- _EXTRACTED INFORMATION_:
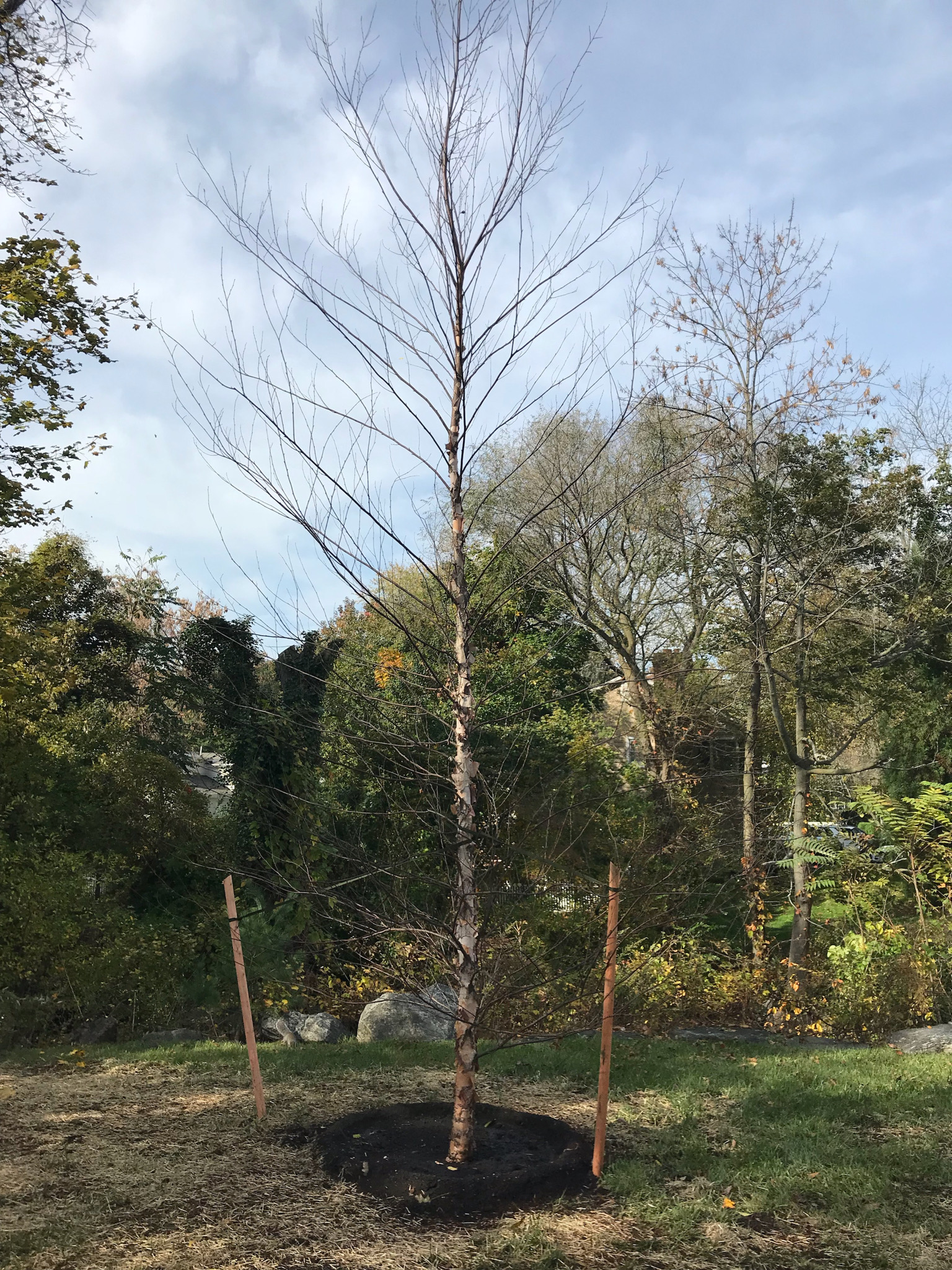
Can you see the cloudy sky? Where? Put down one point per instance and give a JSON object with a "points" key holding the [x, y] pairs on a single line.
{"points": [[840, 106]]}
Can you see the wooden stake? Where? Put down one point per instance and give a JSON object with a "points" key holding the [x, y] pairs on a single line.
{"points": [[604, 1067], [243, 995]]}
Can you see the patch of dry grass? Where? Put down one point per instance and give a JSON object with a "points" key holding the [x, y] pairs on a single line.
{"points": [[162, 1163]]}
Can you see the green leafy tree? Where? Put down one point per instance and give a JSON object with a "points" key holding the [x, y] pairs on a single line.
{"points": [[50, 322]]}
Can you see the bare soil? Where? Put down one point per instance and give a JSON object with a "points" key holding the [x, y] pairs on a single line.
{"points": [[398, 1153]]}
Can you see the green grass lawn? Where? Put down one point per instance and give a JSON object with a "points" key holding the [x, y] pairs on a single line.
{"points": [[852, 1145]]}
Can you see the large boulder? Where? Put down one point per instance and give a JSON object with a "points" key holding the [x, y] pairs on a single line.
{"points": [[97, 1032], [172, 1037], [426, 1015], [295, 1026], [923, 1041]]}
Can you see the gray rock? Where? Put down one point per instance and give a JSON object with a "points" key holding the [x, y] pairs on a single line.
{"points": [[97, 1032], [923, 1041], [428, 1015], [277, 1028], [172, 1037], [318, 1028], [295, 1026]]}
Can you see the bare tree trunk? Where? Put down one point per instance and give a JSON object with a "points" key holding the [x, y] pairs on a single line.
{"points": [[803, 901], [751, 864], [462, 1135]]}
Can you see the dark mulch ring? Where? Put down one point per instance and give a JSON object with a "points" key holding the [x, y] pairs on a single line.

- _TASK GOAL_:
Express the material above as a Markdown table with two columns, Row and Line, giving each nonblank line its own numbered row. Leave the pictures out of the table.

- _RESULT BELOW_:
| Row | Line |
|---|---|
| 1 | Can you see the cloudy sky? Where? Put down one point per instance and give a JSON object with a "points" key holding the [x, y] pairs on a single line. |
| 2 | {"points": [[840, 106]]} |
| 3 | Can you see the wooden stake? Where? Put down one point per instance and give a JSON object with a "points" key holding the [x, y] pairs on a single line. |
| 4 | {"points": [[604, 1067], [243, 995]]} |
| 5 | Can you see the patch of dry grass? Where? Put down one point per instance and give a JSON object with a "points" key holding the [x, y] pairs on a single line. |
| 6 | {"points": [[162, 1163]]} |
| 7 | Can you see the green leafy tree? Where? Put down one point per instance and give a JSON object with a "points" key holding the [x, y] pairs on a single line. |
| 8 | {"points": [[50, 322]]} |
| 9 | Can you see the bare soil? Where? Put down one point per instance and give a JSON object with a "points" key holding the [x, y] pairs on a single line. |
| 10 | {"points": [[398, 1153]]} |
| 11 | Can you see the green grass lawn? Where? Put down one point per instance and give a JSON object with a "points" key holding the [x, y] pairs on a single line. |
| 12 | {"points": [[852, 1145]]} |
| 13 | Can you see the large boulder? Where? Put down one point per instance and give a JSON object with a "points" key holding the [x, y] pairs on a single line. |
| 14 | {"points": [[97, 1032], [172, 1037], [426, 1015], [295, 1026], [923, 1041]]} |
| 15 | Can you see the gray rock? Where? Put down one point per instance and give a JSON object with a "points" key holding the [x, y] pairs on a single line. |
| 16 | {"points": [[97, 1032], [923, 1041], [428, 1015], [277, 1028], [172, 1037], [318, 1028], [295, 1026]]} |
| 17 | Can you see the bare tree trunk? Where? Put down one point per instance and give a JSON object with a "points" key holding the [x, y] pairs on a single line. |
| 18 | {"points": [[803, 901], [751, 864], [462, 1135]]} |
| 19 | Can you see the dark mulch ring? Where? Put down one point per instance and give a JSON object with a "points" key holding the [x, y] pairs on a single line. |